• [Data for this task]
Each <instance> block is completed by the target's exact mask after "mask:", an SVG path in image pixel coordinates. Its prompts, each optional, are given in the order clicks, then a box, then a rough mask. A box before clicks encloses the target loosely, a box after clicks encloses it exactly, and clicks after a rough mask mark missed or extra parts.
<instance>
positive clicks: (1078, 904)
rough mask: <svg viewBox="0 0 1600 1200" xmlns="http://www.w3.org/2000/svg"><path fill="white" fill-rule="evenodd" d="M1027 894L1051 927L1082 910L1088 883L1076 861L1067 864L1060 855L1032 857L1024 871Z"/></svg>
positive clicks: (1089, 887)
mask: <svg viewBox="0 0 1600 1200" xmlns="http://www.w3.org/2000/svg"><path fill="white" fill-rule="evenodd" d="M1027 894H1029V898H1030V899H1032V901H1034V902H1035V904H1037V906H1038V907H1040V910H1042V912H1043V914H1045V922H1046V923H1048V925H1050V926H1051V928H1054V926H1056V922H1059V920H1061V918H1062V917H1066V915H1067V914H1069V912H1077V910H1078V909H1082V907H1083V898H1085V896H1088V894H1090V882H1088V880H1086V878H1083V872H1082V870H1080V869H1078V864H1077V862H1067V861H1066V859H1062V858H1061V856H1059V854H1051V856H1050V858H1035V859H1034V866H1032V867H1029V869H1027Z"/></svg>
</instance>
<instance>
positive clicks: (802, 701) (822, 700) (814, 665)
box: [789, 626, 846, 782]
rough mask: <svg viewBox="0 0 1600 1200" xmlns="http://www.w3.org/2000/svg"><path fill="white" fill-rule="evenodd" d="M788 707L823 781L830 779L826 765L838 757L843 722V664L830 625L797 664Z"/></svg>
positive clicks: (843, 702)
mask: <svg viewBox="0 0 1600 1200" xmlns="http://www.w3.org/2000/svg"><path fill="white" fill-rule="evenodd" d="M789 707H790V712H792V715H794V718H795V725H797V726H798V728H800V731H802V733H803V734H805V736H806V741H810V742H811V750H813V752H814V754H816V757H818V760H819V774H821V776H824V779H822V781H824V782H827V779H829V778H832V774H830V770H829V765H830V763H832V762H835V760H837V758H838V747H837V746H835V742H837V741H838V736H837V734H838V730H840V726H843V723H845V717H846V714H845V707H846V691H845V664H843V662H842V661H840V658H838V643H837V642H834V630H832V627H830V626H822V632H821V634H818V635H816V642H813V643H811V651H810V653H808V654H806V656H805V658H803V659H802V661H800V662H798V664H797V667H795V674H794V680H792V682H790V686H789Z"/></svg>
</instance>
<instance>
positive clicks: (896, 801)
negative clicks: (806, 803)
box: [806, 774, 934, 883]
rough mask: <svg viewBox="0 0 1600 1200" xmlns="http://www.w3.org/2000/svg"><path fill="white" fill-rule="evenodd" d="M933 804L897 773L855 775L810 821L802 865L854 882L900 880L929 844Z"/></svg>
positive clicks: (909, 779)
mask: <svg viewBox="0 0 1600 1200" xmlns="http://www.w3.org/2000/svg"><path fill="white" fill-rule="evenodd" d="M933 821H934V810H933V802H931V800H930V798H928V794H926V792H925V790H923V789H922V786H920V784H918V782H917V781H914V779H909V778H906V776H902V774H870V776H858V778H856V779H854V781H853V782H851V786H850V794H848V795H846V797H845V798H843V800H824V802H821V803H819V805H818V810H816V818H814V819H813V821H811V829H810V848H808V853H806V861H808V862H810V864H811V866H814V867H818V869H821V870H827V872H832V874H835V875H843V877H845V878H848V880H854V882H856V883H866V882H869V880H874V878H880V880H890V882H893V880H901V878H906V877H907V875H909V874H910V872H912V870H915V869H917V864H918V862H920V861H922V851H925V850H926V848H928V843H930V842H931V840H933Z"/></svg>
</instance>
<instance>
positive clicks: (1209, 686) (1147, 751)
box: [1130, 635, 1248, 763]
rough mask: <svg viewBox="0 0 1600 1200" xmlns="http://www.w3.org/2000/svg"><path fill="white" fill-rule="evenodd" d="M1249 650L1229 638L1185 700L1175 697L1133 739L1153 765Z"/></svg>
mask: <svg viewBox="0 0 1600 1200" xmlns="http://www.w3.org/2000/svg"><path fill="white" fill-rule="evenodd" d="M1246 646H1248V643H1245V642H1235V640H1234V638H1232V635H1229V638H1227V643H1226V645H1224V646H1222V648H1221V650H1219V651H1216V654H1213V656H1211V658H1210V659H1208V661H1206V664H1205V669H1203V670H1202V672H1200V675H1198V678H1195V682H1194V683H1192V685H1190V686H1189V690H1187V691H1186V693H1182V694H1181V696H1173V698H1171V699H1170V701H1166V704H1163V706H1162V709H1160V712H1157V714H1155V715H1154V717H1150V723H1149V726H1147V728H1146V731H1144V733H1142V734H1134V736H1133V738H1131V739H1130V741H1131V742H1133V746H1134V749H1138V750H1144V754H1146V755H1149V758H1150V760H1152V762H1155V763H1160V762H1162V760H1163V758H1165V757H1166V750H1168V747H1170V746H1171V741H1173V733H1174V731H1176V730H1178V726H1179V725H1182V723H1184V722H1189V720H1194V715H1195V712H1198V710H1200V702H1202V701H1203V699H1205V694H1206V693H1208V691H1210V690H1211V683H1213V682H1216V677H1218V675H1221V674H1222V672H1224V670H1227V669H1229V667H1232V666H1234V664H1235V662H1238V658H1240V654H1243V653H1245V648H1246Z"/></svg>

• [What to produce] All that is needed is the exact run of lines above from the line containing "negative clicks: (806, 803)" through the line containing "804L897 773L855 775L810", both of them included.

• [Task result]
negative clicks: (806, 803)
box: [806, 774, 934, 883]
rough mask: <svg viewBox="0 0 1600 1200" xmlns="http://www.w3.org/2000/svg"><path fill="white" fill-rule="evenodd" d="M933 804L897 773L855 775L810 821L802 865L854 882L900 880L929 844Z"/></svg>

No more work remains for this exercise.